● What the task asks: Extract everything from the line containing "Target: car windshield" down through the last line of the entries, reproducing each line verbatim.

/---

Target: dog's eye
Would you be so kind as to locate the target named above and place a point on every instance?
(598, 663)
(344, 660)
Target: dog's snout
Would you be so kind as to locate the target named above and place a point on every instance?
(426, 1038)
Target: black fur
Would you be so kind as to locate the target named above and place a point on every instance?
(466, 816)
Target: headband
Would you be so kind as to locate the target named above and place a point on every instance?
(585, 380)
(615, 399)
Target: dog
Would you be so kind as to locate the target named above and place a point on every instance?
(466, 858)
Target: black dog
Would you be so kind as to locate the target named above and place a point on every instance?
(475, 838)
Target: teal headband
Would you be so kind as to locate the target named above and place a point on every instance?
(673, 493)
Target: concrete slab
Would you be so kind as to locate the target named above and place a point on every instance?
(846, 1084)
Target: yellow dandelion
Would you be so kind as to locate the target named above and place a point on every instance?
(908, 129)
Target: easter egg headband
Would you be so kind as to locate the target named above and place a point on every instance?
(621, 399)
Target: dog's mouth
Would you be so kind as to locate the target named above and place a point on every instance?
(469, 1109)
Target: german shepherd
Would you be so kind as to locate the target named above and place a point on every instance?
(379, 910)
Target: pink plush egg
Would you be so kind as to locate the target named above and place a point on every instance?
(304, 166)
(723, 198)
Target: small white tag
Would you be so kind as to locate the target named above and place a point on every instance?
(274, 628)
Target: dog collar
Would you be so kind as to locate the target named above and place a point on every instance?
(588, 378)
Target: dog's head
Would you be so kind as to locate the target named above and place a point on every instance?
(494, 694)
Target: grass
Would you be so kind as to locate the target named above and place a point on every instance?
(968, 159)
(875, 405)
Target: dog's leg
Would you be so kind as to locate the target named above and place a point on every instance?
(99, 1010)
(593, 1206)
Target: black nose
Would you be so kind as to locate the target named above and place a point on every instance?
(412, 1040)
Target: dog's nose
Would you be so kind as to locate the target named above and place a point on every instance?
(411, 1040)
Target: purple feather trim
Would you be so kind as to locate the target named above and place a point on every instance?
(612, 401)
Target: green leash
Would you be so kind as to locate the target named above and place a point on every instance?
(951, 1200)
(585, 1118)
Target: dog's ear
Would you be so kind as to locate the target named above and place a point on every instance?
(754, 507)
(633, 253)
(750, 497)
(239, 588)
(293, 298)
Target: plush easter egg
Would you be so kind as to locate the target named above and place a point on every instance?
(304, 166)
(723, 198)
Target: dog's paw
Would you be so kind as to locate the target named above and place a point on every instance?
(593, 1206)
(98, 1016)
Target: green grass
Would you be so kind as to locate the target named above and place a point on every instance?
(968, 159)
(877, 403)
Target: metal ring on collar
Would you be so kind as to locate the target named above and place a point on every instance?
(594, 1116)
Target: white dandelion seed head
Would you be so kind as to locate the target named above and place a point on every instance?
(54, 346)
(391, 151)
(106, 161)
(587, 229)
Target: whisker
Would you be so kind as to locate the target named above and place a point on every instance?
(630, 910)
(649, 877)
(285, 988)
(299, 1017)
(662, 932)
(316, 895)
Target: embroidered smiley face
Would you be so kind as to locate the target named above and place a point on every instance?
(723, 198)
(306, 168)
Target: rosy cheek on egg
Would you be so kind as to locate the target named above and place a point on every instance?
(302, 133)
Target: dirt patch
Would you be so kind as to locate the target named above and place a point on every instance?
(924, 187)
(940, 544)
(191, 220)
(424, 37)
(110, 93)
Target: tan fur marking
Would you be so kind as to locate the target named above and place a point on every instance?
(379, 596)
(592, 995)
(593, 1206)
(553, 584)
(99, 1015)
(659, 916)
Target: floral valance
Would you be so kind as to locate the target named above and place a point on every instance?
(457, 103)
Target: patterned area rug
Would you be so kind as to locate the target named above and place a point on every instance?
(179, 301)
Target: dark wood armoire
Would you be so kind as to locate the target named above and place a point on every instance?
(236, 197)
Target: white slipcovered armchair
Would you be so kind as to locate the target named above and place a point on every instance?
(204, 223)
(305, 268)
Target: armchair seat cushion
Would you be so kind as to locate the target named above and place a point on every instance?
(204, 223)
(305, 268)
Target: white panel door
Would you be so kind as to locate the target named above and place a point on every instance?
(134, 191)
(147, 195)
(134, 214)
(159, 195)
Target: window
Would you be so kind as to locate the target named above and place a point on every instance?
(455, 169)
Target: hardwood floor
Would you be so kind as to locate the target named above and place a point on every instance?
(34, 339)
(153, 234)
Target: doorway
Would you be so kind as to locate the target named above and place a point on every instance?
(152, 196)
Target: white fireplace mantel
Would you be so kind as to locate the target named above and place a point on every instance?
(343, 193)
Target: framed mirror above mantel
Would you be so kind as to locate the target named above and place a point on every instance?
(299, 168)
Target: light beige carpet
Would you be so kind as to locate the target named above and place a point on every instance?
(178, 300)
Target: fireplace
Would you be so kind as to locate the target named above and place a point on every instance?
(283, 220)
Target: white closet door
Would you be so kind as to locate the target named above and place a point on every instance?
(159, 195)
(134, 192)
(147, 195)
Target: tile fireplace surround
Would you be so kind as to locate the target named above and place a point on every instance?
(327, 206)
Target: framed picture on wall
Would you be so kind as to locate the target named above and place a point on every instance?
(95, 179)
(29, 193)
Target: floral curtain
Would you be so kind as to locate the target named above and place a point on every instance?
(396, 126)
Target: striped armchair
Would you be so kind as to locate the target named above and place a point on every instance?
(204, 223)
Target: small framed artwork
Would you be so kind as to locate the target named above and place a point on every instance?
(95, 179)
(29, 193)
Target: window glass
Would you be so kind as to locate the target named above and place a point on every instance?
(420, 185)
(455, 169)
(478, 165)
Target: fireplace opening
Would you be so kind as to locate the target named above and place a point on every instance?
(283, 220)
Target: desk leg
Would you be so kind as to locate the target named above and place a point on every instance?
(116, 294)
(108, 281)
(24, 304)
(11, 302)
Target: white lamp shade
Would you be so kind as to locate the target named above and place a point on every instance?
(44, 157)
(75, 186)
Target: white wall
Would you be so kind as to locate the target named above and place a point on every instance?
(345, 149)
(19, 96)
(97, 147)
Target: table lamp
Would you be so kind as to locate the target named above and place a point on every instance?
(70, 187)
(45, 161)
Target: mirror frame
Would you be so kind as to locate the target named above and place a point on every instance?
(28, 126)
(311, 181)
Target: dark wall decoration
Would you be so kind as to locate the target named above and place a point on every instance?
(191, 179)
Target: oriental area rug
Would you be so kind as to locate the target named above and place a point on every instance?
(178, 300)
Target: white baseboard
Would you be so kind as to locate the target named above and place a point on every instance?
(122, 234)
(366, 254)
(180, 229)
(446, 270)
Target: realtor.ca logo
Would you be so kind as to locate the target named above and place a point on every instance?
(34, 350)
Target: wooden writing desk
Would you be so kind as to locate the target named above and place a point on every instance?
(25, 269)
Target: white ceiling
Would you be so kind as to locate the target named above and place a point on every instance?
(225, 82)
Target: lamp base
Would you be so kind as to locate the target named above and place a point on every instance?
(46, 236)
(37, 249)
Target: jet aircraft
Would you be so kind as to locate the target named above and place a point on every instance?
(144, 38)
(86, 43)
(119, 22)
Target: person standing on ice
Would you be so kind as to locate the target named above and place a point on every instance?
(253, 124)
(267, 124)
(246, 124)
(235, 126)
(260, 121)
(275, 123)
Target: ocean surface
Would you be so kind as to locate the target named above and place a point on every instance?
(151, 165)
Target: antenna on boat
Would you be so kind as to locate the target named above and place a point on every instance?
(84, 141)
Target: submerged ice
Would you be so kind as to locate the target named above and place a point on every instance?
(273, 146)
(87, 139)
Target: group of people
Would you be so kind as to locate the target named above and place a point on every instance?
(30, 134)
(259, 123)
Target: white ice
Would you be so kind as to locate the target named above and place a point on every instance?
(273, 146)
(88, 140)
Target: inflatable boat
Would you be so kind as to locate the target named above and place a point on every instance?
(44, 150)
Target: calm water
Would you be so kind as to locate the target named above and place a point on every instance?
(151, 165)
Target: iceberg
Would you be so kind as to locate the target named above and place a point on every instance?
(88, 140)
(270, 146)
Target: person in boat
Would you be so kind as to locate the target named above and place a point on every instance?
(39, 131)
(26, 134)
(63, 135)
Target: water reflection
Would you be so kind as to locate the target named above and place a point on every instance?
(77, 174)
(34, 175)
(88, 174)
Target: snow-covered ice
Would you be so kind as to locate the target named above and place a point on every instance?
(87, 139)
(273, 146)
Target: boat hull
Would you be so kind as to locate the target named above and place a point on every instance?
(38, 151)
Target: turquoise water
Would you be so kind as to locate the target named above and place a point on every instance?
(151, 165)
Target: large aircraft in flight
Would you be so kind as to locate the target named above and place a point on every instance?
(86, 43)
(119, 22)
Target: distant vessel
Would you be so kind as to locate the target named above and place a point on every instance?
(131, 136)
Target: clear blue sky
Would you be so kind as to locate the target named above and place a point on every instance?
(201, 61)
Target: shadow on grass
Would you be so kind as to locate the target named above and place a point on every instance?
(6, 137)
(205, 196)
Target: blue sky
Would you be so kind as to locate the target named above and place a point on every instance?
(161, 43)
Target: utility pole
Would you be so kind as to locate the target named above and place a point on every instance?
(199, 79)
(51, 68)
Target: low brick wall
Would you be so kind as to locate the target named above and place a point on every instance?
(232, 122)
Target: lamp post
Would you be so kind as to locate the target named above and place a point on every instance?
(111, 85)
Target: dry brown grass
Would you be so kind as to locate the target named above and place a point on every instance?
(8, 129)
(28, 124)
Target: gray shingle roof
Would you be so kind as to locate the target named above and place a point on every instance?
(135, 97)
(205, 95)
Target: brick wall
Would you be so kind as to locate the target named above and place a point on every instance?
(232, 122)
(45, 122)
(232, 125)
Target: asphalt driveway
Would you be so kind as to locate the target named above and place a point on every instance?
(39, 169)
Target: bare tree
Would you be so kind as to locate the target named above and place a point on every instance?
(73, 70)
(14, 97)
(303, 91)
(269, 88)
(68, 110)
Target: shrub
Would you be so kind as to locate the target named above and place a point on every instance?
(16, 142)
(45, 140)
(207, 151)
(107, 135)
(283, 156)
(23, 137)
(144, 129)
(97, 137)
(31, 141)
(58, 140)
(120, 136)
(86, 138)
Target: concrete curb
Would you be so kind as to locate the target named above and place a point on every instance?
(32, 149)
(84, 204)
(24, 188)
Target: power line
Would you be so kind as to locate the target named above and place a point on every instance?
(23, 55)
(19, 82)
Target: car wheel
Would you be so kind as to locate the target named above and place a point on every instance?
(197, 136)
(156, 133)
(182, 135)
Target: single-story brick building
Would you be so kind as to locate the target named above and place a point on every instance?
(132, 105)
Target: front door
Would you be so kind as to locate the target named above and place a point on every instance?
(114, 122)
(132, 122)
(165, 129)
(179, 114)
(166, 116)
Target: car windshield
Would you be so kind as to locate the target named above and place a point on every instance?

\---

● Completed exercise:
Target: car windshield
Would you be so kind as to locate the target named above and place a point on every instance?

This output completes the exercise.